PROBLEM REQUIREMENTS -> Retype only the stretch of lines that starts with the line containing "Query: green vegetation" and ends with the last line of the records, both included, exactly.

EXERCISE DATA ->
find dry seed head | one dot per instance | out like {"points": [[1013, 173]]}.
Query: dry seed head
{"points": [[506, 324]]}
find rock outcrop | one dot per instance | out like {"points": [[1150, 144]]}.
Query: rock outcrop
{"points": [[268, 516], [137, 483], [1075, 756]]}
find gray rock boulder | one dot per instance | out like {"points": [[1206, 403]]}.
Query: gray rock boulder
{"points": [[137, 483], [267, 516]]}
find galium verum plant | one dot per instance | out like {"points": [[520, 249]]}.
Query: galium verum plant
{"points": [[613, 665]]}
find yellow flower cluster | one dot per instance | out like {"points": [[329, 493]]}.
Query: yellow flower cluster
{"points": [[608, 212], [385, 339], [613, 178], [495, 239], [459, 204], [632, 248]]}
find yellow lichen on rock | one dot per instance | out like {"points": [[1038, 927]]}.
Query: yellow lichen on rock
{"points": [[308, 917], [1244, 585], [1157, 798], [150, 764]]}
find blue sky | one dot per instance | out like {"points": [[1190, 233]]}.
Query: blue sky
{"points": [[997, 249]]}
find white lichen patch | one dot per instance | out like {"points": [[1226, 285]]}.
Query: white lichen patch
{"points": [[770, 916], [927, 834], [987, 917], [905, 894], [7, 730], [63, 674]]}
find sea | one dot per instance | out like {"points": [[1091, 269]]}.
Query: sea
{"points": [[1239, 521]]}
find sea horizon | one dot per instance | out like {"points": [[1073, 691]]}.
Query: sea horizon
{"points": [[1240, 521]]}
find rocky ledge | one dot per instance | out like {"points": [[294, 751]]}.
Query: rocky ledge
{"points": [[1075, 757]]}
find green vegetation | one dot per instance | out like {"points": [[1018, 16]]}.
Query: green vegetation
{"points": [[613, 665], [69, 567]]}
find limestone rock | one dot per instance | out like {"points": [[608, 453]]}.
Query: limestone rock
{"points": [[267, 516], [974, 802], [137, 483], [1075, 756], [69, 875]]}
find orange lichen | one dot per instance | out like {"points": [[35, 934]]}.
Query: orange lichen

EXERCISE ANSWER ->
Query: green vegetation
{"points": [[613, 665], [69, 567]]}
find limestone rock | one dot per instance | out like {"points": [[608, 453]]}.
Query: limestone rock
{"points": [[267, 516], [974, 802], [137, 483], [1075, 756], [69, 875]]}
find orange lichen | one dot per instance | out like {"points": [[35, 934]]}.
Query: orange lichen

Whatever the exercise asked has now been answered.